- [Challenge]
Rewrite every item below, replacing "overhead wire" with "power line" and leaving everything else untouched.

__________________________________________________

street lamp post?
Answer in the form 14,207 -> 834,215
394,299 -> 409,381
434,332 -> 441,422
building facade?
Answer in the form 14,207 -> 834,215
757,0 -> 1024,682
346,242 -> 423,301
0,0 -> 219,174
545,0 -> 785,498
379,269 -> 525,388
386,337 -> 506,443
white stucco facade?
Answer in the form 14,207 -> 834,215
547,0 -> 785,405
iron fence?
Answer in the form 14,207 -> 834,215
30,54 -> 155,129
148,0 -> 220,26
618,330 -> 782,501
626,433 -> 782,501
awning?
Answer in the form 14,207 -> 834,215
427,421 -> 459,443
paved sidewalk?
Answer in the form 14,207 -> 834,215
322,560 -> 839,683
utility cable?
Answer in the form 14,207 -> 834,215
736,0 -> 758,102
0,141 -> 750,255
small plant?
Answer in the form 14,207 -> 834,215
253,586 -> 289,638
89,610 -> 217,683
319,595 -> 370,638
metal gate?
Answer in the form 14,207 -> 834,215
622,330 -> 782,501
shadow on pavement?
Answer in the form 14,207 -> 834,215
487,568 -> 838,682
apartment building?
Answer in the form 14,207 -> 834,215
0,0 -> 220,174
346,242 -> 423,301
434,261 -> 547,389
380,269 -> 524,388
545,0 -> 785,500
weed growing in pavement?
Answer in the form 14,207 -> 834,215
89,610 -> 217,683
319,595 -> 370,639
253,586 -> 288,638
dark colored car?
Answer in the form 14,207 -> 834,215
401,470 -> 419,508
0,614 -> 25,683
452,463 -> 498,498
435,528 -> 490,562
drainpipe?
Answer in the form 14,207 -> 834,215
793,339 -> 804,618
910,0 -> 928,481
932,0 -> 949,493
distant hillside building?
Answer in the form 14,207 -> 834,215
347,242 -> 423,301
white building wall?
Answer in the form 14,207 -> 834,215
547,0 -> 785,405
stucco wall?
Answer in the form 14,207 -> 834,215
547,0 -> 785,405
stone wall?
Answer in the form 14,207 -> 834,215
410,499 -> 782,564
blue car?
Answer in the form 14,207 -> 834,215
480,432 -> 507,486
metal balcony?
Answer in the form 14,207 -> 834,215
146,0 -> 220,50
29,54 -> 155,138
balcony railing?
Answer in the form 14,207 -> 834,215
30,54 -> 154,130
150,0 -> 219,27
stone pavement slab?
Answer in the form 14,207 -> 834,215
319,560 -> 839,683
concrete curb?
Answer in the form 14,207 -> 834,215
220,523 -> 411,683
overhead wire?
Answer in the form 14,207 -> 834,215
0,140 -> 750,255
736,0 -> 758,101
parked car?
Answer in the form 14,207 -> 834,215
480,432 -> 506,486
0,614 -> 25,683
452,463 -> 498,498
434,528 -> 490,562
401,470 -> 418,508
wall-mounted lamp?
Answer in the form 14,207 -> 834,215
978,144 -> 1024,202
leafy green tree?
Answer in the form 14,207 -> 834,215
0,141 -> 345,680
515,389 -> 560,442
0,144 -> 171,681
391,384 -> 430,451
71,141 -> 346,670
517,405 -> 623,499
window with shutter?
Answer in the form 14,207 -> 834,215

__________________________________________________

- [Answer to this task]
street lamp post?
Answer in the form 14,207 -> 834,215
394,299 -> 409,381
434,332 -> 441,422
building facade?
Answer in the form 14,207 -> 834,215
757,0 -> 1024,682
346,242 -> 423,301
0,0 -> 219,174
545,0 -> 785,498
379,269 -> 525,388
386,337 -> 506,443
white stucco facade?
Answer in the form 14,207 -> 834,215
547,0 -> 785,405
iron fence?
Answer in the form 14,207 -> 834,215
30,54 -> 155,129
148,0 -> 220,26
618,330 -> 782,501
626,433 -> 782,501
awning?
Answer in the form 14,207 -> 834,215
427,421 -> 459,443
paved sidewalk?
Answer in the form 14,207 -> 834,215
322,560 -> 839,683
utility cable?
Answer in the form 14,207 -> 834,215
736,0 -> 758,102
0,141 -> 750,255
small plant?
Answer in the form 14,207 -> 834,215
253,586 -> 289,638
89,610 -> 217,683
319,595 -> 370,638
metal gate?
Answer in the form 14,207 -> 834,215
622,330 -> 782,501
shadow on pavement?
Answer in the form 14,207 -> 834,215
487,568 -> 838,682
apartment building?
Answer in the form 14,207 -> 834,215
0,0 -> 220,174
346,242 -> 423,301
434,261 -> 547,389
380,269 -> 524,388
545,0 -> 785,500
weed growing in pavement?
Answer in the form 14,207 -> 834,215
89,610 -> 217,683
319,595 -> 370,639
253,586 -> 288,638
dark colored car?
Answer in the form 14,207 -> 834,215
401,470 -> 419,508
0,614 -> 25,683
452,463 -> 498,498
435,528 -> 490,562
drainpipe?
Answer in the form 14,207 -> 834,215
793,339 -> 804,618
910,0 -> 928,481
932,0 -> 949,493
distant hillside building?
Answer in the form 14,207 -> 834,215
347,242 -> 423,301
white building wall?
Answer in the form 14,207 -> 834,215
547,0 -> 785,405
stucco wall?
Answer in the form 14,207 -> 834,215
547,0 -> 785,405
stone wall?
Answer in the form 14,207 -> 834,215
410,499 -> 782,564
blue car?
Answer in the form 14,207 -> 834,215
480,432 -> 507,486
metal balcony?
Answer in the form 14,207 -> 834,215
146,0 -> 220,50
29,54 -> 155,138
balcony railing?
Answer in the form 14,207 -> 834,215
30,54 -> 154,130
150,0 -> 219,27
stone pavement slab?
Answer in the form 14,207 -> 834,215
319,560 -> 839,683
concrete curb?
Answer in the form 14,207 -> 834,215
220,523 -> 411,683
power line?
Answer in the form 14,207 -> 834,215
0,140 -> 750,255
736,0 -> 758,101
parked car?
Answer in the form 14,207 -> 834,215
480,432 -> 506,486
0,614 -> 25,683
452,463 -> 498,498
434,528 -> 490,562
401,470 -> 418,508
wall-mounted lamp?
Answer in the form 14,207 -> 834,215
978,144 -> 1024,202
leafy green tree?
Answer in the form 14,207 -> 834,215
0,141 -> 345,680
515,389 -> 560,442
0,144 -> 171,681
391,384 -> 430,451
71,141 -> 346,670
517,405 -> 623,499
window with shutter?
Answer in the form 14,207 -> 834,215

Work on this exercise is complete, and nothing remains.